ÉNONCÉ A ▸
Dans l'article sur le conflit syrien, renommez « mascarade » en « comédie » et recopiez le passage allant de « On comprend en » à « conflit : les civils. ».

TEXTE PROPOSÉ ▸
_____
Un portrait du président syrien Bachar el-Assad, sur une autoroute de Jouret al-Chiyah, un quartier de la ville de Homs tenu par les forces gouvernementales, en septembre 2016. Louai Beshara/AFP
Le Liban a acquis depuis longtemps la malheureuse réputation d'être une caisse de résonance pour les conflits régionaux ; en irait-il de même de la Syrie ? C'est, à beaucoup d'égards, ce qui semble se profiler au moment où s'est ouvert en Suisse, cette semaine, le énième volet des « négociations » de Genève, sous l'égide de l'ONU, pour une paix qui n'est pourtant toujours pas à l'ordre du jour.
On comprend en effet que les sempiternels motifs d'opposition qui ont prévalu depuis 2011 entre le régime syrien et certains de ses opposants n'ont pas changé à ce jour : chaque partie prétend à sa propre et exclusive légitimité, et elle garde pour souci premier de discréditer un adversaire avec lequel elle est pourtant censée définir les termes d'un modus vivendi. Dès lors, les non-discussions de Genève finissent par avoir valeur de mascarade et de perte de temps, au grand dam des premières victimes de ce long conflit : les civils.
(Lire aussi : Syrie : reprise mardi des pourparlers de Genève, mais doute sur la participation du régime)
Stériles effets d'annonce
Dans ce contexte, pourquoi les parties aux pourparlers genevois abonderaient-elles dans le sens de stériles effets d'annonce ? Les plus optimistes voient que les avancées du cycle parallèle d'Astana, organisé par Moscou, et la manière par laquelle les accords dit de « désescalade » auraient connu un début de succès dans certaines zones de Syrie, permettent de croire à Genève aussi. Côté détracteurs, les avis divergent, les opposants accusant le régime syrien de tous les maux, cependant que ce dernier manie l'accusation de terrorisme à l'adresse de maints acteurs avec lesquels il est censé négocier... ainsi que de leurs soutiens étatiques.
L'appui d'acteurs étrangers à chacune des parties en conflit n'est plus un secret depuis longtemps : côté gouvernemental, Russie, Iran, Hezbollah et Unités de mobilisations populaires irakiennes ont permis à l'armée syrienne d'entamer sa récupération en cours de larges parties du territoire ; côté opposition, l'ascendant saoudien est manifeste depuis un bon moment, quand bien même il se voit – ou s'est vu – accompagné de soutiens provenant d'une palette d'acteurs allant des États-Unis au Qatar, en passant par la France et le Royaume-Uni.
Or, soutien implique dépendance, et quand bien même les adversaires dans le conflit syrien ont peiné à identifier des points d'ancrage dans le passé, ils se voient forcer la main aujourd'hui par leurs bailleurs de fonds et/ou soutiens respectifs.
_____
Enregistrements d'annotation spatiale ▸
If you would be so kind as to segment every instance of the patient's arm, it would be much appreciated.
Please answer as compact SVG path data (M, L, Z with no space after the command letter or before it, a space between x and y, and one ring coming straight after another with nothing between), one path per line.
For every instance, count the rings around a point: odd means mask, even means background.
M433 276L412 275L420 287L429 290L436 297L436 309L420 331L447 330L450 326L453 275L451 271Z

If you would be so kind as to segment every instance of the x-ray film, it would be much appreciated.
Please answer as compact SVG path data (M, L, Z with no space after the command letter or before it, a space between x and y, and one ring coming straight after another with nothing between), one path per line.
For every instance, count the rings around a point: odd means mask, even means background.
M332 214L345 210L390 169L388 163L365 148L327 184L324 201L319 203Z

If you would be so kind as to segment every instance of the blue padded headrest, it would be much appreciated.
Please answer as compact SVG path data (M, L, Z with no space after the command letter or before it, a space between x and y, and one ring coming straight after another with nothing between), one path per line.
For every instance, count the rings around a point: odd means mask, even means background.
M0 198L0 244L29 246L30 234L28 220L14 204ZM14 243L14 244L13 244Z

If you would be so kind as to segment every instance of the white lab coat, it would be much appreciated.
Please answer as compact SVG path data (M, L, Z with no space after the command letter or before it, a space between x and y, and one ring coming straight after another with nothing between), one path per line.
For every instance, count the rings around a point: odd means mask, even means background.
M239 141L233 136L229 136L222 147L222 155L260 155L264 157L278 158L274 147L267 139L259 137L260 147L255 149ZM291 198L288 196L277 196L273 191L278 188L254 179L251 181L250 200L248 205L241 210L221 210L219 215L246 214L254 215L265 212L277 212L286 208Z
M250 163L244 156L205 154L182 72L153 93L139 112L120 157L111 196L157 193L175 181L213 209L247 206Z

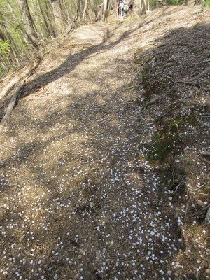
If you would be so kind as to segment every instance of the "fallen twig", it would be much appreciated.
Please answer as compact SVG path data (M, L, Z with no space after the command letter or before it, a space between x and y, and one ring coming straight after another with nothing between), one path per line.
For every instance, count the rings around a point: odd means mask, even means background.
M210 183L210 181L209 181L206 182L206 183L204 183L204 184L202 184L202 185L200 186L200 187L198 187L198 188L197 188L196 189L192 190L192 192L197 192L197 190L200 190L201 188L202 188L204 186L208 184L209 183Z
M95 255L96 255L96 252L94 253L94 254L92 255L92 257L90 257L89 260L87 262L83 280L85 280L86 279L87 272L88 272L88 267L89 267L90 262L94 259Z
M200 152L200 155L203 155L204 157L210 157L210 152L204 150L203 152Z

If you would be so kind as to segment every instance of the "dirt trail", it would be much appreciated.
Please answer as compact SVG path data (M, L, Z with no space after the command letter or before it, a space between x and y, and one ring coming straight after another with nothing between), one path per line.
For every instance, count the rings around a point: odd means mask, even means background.
M83 26L46 55L0 136L1 279L191 279L141 148L155 125L139 131L126 86L136 48L195 13Z

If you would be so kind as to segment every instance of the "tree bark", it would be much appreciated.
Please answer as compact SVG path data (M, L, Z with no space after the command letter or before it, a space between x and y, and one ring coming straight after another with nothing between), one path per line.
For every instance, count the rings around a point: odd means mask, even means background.
M29 12L27 1L18 0L18 1L20 5L22 18L28 41L35 48L38 44L38 39L34 27L33 20Z
M56 35L62 33L64 29L64 21L62 8L59 0L52 0L52 10L56 26Z
M9 7L9 9L10 10L10 11L11 11L11 13L12 13L12 14L13 14L13 17L14 17L14 18L15 18L15 20L16 21L17 24L20 27L20 23L19 22L18 18L17 18L17 16L15 15L15 10L13 10L13 8L12 7L12 6L11 6L11 4L9 2L8 0L6 0L6 3L7 3L8 7ZM25 35L25 33L22 31L21 27L20 27L20 32L21 32L21 34L22 34L22 36L23 41L27 44L27 38L26 38L26 35Z
M103 21L105 22L106 18L107 10L108 7L109 0L104 0L103 2L103 10L102 10L102 18Z
M87 10L87 7L88 7L88 0L85 0L85 7L84 7L84 10L83 10L83 22L85 22L85 13L86 13L86 10Z

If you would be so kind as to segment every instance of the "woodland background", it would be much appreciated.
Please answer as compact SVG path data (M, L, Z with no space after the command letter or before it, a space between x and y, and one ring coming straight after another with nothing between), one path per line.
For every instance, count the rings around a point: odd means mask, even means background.
M132 15L167 5L186 4L186 0L132 0ZM196 2L195 4L197 4ZM203 7L209 0L203 2ZM1 0L0 75L13 70L36 50L78 25L105 21L117 14L116 0Z

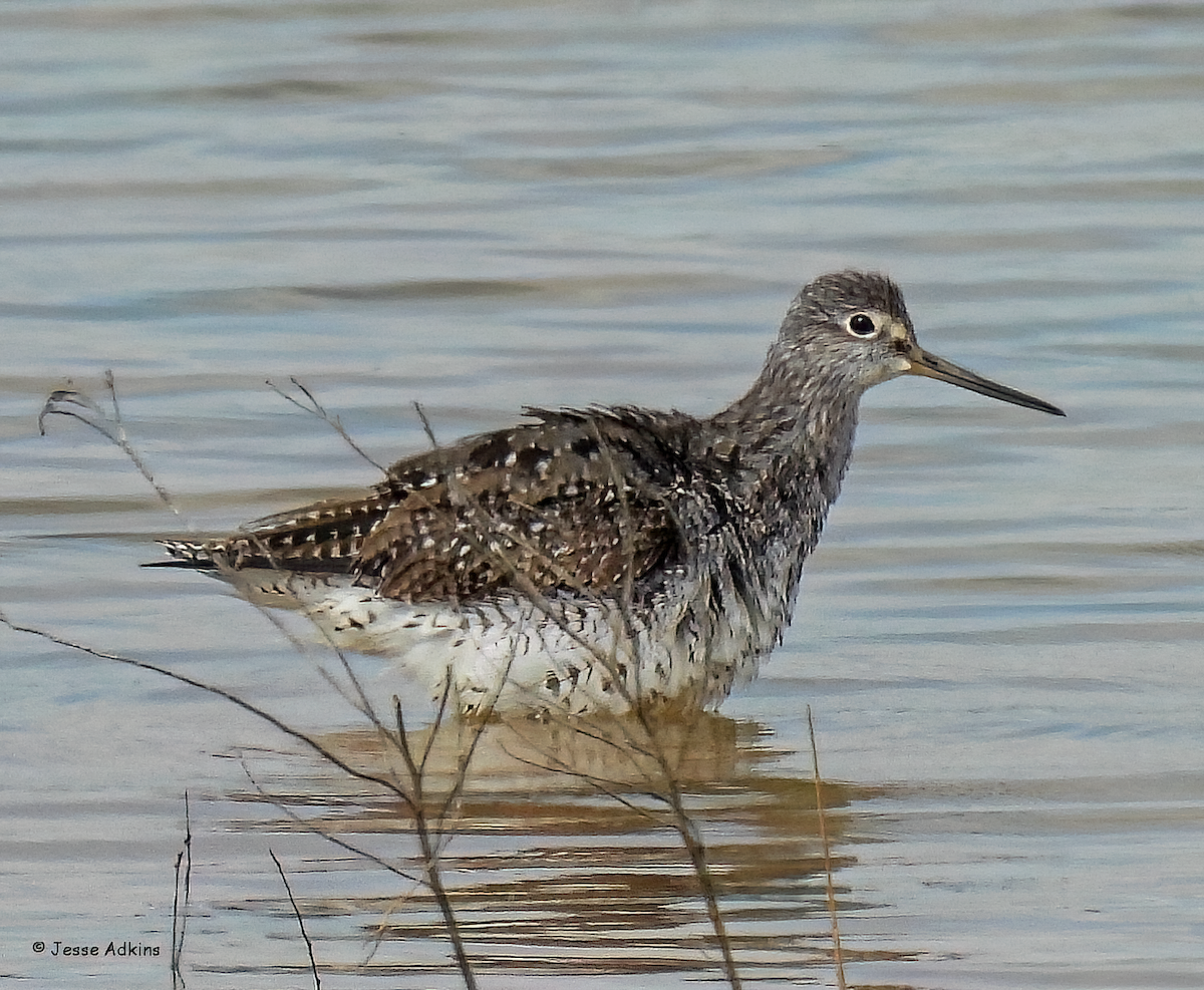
_____
ÉNONCÉ B ▸
Disposez en tableau Markdown, avec les colonnes « N° » et « Ligne », les lignes des enregistrements depuis leur début jusqu'à la ligne contenant « M433 276L412 275L420 » incluse, sans les lignes vides.

CORRIGÉ A ▸
On comprend en effet que les sempiternels motifs d'opposition qui ont prévalu depuis 2011 entre le régime syrien et certains de ses opposants n'ont pas changé à ce jour : chaque partie prétend à sa propre et exclusive légitimité, et elle garde pour souci premier de discréditer un adversaire avec lequel elle est pourtant censée définir les termes d'un modus vivendi. Dès lors, les non-discussions de Genève finissent par avoir valeur de comédie et de perte de temps, au grand dam des premières victimes de ce long conflit : les civils.

CORRIGÉ B ▸
| N° | Ligne |
|---|---|
| 1 | If you would be so kind as to segment every instance of the patient's arm, it would be much appreciated. |
| 2 | Please answer as compact SVG path data (M, L, Z with no space after the command letter or before it, a space between x and y, and one ring coming straight after another with nothing between), one path per line. |
| 3 | For every instance, count the rings around a point: odd means mask, even means background. |
| 4 | M433 276L412 275L420 287L429 290L436 297L436 309L420 331L447 330L450 326L453 275L451 271Z |